The Earth is So Metal

Deep under the ground is the Earth’s core and it’s mostly made of iron. That iron is very hot, but due to the unbelievably high pressure of the weight of everything above it, it isn’t liquid, it’s solid. Surrounding this solid core is one layer of the planet’s “onion skins” made of molten metals like iron, nickel, and other metals. These metals are in liquid form and move freely within that layer.

The Earth’s rotation on it’s axis spins this molten layer somewhat like water spins in a bucket that you spin from the handle in your hands. There are also differences in temperature that cause the molten mix to rise toward the next onion skin layer, and then drop toward the core. This combination of movement creates whirlpools in the molten mix, which generates very strong electrical currents. Where there is electricity, there is a magnetic field.

All of these fields at that layer interact and generally herd together in a loosely similar direction. As the combined voices of a choir singing the same words is louder than a single person, these combined fields produce the Earth’s very strong EM field. (This is a greatly oversimplified and somewhat inaccurate retelling of this article and this forum discussion)

Metal Makeover

With a better understanding of the Earth’s magnetic field, we’re back to the question about what makes a magnet do it’s thing. We’ll assume that you, the reader, are aware of the fact that everything is made of the universe’s version of pixels: atoms. Carrying the pixel analogy a little farther, much like a single pixel is made of three subpixels (red, green and blue) atoms are made up of three subatomic particles called neutrons, protons and electrons.

Some materials are better at being magnets than other materials, and those materials tend to be certain metals known as ferromagnetic materials. Iron, nickel, and the ever popular but rare metal neodymium are used to make contemporary man-made permanent magnets. Naturally occurring lodestone, as mentioned earlier, is simply iron ore that was naturally magnetized. But what makes these metals magnetic?

The ferromagnetic electrons in the metal have a north/south polar alignment. In a regular piece of iron, these electrons’ fields are all pointing in different directions. so there is no unified strong field in that object. If something aligns the electrons’ fields, the ferromagnetic material becomes magnetic. In the case of the lodestone, the electrons were likely aligned with a strong natural field as the Earth cooled and retained that alignment.

Man-made permanent magnets are similarly made by exposing a ferromagnetic material to intense electromagnetic fields generated with electricity. Below are two simple ways of making your own magnet as a personal experiment:

  1. Repeatedly stroking a pin or needle against one pole of a permanent magnet will align the magnetic fields of the pin’s electrons turning it into a weak magnet.

**Object point labels:**
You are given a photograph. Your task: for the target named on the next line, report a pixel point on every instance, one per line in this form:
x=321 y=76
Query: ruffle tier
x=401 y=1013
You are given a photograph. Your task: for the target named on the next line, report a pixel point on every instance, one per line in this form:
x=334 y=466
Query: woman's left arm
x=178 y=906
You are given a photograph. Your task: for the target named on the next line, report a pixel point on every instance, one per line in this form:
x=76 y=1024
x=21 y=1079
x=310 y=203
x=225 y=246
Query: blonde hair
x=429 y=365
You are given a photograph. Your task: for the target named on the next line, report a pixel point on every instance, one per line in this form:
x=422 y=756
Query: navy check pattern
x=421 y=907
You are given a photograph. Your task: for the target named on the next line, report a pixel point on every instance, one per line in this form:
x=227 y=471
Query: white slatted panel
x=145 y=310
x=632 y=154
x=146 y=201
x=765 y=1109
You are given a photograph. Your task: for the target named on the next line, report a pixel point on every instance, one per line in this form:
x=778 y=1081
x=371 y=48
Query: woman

**DIRECTION A:**
Answer these from the magnetism passage, one line each:
(i) What is the Earth's core mostly made of?
(ii) Which three subatomic particles make up atoms?
(iii) What is lodestone?
**DIRECTION B:**
Write the next part of the magnetism passage, picking up after its final sentence.
The entries are separate material, unrelated to the magnetism passage.

**REPLY A:**
(i) Iron.
(ii) Neutrons, protons and electrons.
(iii) Iron ore that was naturally magnetized.

**REPLY B:**
  2. Place one end of a nail on a hard solid surface (garage floor, large rocky area) and repeatedly strike the top end with a hammer. Test for weak magnetic attraction with iron filings.

Fake N/S

You may have noticed that electrical currents and magnetic fields keep popping up in relation to each other in this post. They are absolutely linked to each other due to their relationship to electrons. Because of this, many electrical devices (especially older devices) use magnets. Generators, motors, speakers, ear buds, hard drives, ancient music cassettes, etc… All of these are some variation of an electromagnet. Let’s talk about how an electromagnet is made.

As I said before, a magnet is made by aligning the fields of ferromagnetic electrons in iron or other materials with ferromagnetic potential. Since the link exists between electrical fields and magnetic fields, it is possible to use electricity to align the electrons’ fields. If you didn’t do this in science class, you can do this at home. You just need a nail, some small pins, about one foot of insulated wire, tape, and a 9-volt battery.

Strip about 1/4 inch of insulation off of each end of the wire. Tape the insulate part of one end of the wire to the nail, then wrap the remaining wire around the length of the needle until you only have about three or four inches left. Tape one of the wire to one terminal of the battery. Tape the other end of the wire to the other terminal. Now hold one end of the nail over the pins. The pin should be attracted to the needle. If you are lucky enough to have a compass, you can also check and see what the pole orientation is of each end of the magnet. One will be south and the other north. The compass will point its north towards the south end of the nail since opposites attract and vice-versa. If you reverse the connection to the battery, the north and south poles of the magnet will also reverse. This point is important to remember!

AC/DC (I told you this was metal)

We’ve now talked over the origins of the Earth’s magnetic field, the relationship between electricity and magnetic fields, and how they are bound together by their common component: electrons. Now we need to talk about electrical current as it applies to our everyday use in light bulbs, refrigerators, computers and mobile devices. There are two forms of electricity used in our electrical devices: AC and DC. DC is direct current and comes from sources like batteries, solar panels, and some simple generators. AC is alternating current and is what comes from the electrical outlets and light sockets in your home.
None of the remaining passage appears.